- DIRECTIONS FOR THIS TASK
Which lines of the records contain the string "query"? Show each of them in full, treating uppercase and lowercase as different.

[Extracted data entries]
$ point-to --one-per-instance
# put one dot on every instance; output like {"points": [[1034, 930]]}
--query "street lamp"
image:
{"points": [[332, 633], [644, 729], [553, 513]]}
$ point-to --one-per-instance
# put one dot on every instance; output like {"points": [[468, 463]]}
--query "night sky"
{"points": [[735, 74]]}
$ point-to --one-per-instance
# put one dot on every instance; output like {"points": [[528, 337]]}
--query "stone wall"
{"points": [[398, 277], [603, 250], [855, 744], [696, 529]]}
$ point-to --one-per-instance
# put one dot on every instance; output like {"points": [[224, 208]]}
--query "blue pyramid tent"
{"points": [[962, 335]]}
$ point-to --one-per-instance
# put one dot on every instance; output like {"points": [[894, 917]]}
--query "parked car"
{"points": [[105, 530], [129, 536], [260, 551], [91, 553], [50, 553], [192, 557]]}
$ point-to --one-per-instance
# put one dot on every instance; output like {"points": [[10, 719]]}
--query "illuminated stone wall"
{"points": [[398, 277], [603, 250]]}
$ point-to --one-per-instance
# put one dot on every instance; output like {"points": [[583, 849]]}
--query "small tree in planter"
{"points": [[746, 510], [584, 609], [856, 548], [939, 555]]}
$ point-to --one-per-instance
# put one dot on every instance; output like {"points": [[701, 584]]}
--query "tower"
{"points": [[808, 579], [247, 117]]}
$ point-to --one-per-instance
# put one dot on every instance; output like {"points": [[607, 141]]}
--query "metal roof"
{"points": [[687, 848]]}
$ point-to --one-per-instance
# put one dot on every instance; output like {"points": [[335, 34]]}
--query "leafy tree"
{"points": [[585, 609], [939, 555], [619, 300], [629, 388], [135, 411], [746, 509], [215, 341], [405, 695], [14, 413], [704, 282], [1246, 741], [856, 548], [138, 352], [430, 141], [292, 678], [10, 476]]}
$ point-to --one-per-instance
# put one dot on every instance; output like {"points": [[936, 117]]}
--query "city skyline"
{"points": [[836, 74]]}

- REPLY
--query "street lamp"
--query "night sky"
--query "stone wall"
--query "blue pyramid tent"
--query "parked car"
--query "illuminated stone wall"
--query "small tree in planter"
--query "tower"
--query "metal roof"
--query "leafy tree"
--query "city skyline"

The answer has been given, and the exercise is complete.